(Problem to solve)
Don't include any picture when you restate the data word for word.

(Data)
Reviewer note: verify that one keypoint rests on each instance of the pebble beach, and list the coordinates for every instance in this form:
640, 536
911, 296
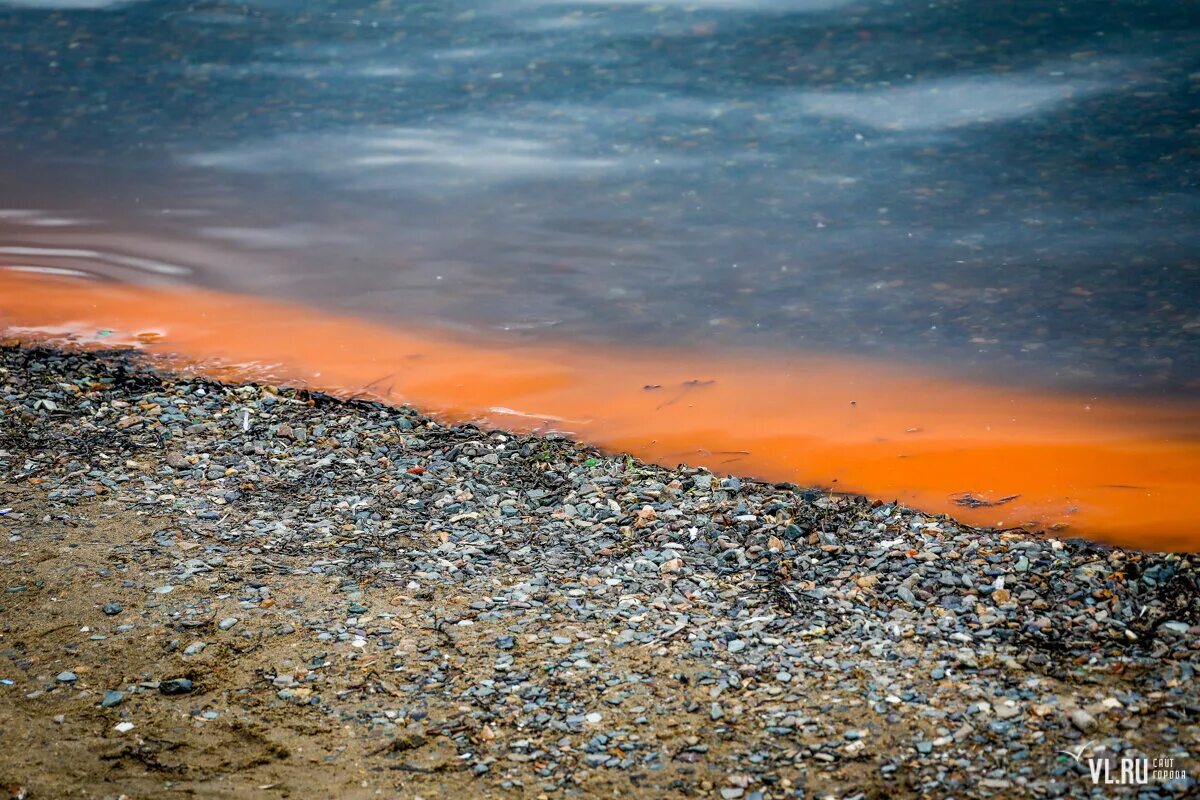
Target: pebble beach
249, 590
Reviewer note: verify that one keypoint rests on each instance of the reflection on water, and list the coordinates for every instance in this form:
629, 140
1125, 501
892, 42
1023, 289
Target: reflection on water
1006, 187
803, 200
996, 456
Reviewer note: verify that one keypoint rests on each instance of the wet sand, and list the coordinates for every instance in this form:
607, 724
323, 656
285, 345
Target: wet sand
237, 590
1121, 470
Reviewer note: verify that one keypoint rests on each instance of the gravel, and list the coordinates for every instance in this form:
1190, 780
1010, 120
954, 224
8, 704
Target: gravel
522, 615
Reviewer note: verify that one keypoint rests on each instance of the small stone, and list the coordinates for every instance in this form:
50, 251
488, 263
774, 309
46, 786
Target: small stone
1008, 710
1083, 720
175, 686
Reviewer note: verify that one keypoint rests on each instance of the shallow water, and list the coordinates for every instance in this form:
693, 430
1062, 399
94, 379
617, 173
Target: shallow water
991, 455
1005, 193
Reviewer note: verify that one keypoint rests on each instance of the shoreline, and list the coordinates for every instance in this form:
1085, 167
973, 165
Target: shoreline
1109, 469
364, 600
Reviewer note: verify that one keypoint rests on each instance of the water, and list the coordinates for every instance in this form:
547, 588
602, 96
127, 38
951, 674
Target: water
1007, 187
937, 251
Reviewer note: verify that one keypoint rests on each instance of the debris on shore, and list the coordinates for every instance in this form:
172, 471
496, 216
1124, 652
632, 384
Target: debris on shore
262, 591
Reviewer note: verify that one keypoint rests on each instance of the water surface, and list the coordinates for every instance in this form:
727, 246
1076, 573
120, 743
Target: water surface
996, 192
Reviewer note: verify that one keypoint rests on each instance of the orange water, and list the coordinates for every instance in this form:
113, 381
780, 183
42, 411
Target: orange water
1119, 470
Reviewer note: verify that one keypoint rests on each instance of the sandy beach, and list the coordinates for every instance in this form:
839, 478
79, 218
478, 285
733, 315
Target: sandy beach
243, 590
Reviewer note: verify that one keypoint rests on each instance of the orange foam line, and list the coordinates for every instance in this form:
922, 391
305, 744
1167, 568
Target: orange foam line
1111, 469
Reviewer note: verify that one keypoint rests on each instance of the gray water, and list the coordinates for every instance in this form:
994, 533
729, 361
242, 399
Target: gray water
1007, 188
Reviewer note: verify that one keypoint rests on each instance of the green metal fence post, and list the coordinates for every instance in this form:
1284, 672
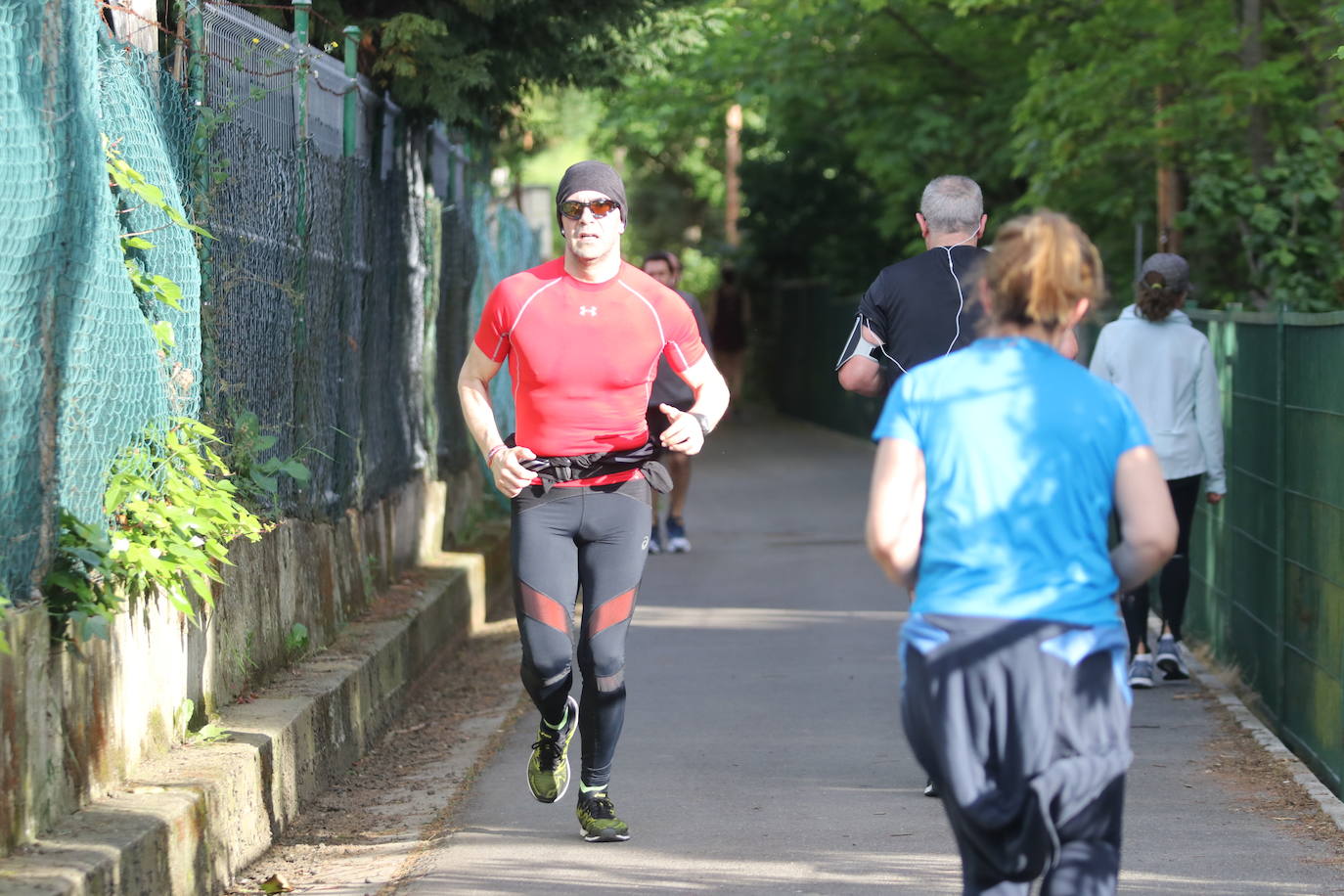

(Reply to the exercise)
Reviewer note: verify that one keypoint rests on each instance of the pebble beach, and list the coordinates for every instance in this form:
640, 536
911, 296
Target: pebble beach
249, 590
Reviewer note: verify that one keypoint rests on each instance of the reflection on water, and list the coordinates for every instance in this form:
629, 140
1125, 501
892, 42
1023, 289
Target: reflection on water
1006, 187
803, 200
996, 456
Reviewer note: verify that one keypoint rests on each instance of the wet sand, and list the coordinates for every instance in this form:
607, 724
323, 656
285, 345
Target: wet sand
237, 590
1121, 470
Reviewer note: verify that one keypoint rests on each instance of the gravel, and list the coordinates for every instance in this form:
1190, 780
1010, 120
954, 224
8, 704
Target: gravel
522, 615
Reviewer note: verify that one keypoint rests on each instance of the small stone, and list the coordinates for every instance in this form:
50, 251
488, 263
774, 309
46, 786
Target: small stone
1008, 710
1083, 720
175, 686
Reviewer note: verify that one keypoint rests on each instance of the shallow water, and list the coordinates for every instance in this form:
693, 430
1062, 399
94, 379
617, 173
Target: shallow water
991, 455
1005, 193
Reviewer note: verify that one keypoint rests on each instance of the shoreline, and list the coordinates for every instance in this form:
1085, 167
973, 165
Target: shoreline
1109, 469
364, 600
Reviewer note: verify that one keypoint rests on each instance of the water, and list the coordinates for every instance in this form:
547, 588
602, 96
127, 38
951, 674
Target: water
1007, 187
937, 251
Reviewer note: verify that one keypoint rests on each instance of the debris on shore, and list the coordinates for every instance in this form:
172, 471
496, 216
1124, 652
632, 384
Target: debris on shore
262, 591
Reviewer note: verify that one keypoint rests on each instance of the water surface, and list the coordinates for every instance in this form:
727, 246
1076, 573
120, 743
Target: water surface
996, 192
Reviewer note: verify that one keypoint rests on each instance of the orange water, and list the coordinates for every instance in this form:
113, 381
780, 183
42, 411
Target: orange water
1119, 470
Reviewer note: verify that one keypoint rests on each instance of the sandy beach, and list the coordinates for every instance in this form:
839, 478
79, 218
478, 285
733, 315
Target: sandy beach
243, 590
Reviewer note: verify that one keypoint rests on each instance of the orange foam line, and list the coordinates for every instance in this form:
922, 391
305, 744
1167, 568
Target: orange foam line
1111, 469
Reviewer note: verify that one keypoint rests on each instance of the gray water, and list the coordinates for every instance in this form:
994, 533
729, 361
242, 399
Target: gray water
1007, 188
Reviewer note: verify that one keypoint rests on each instance of the green metal fence post, and list the coordinates for every instance in this form:
1284, 672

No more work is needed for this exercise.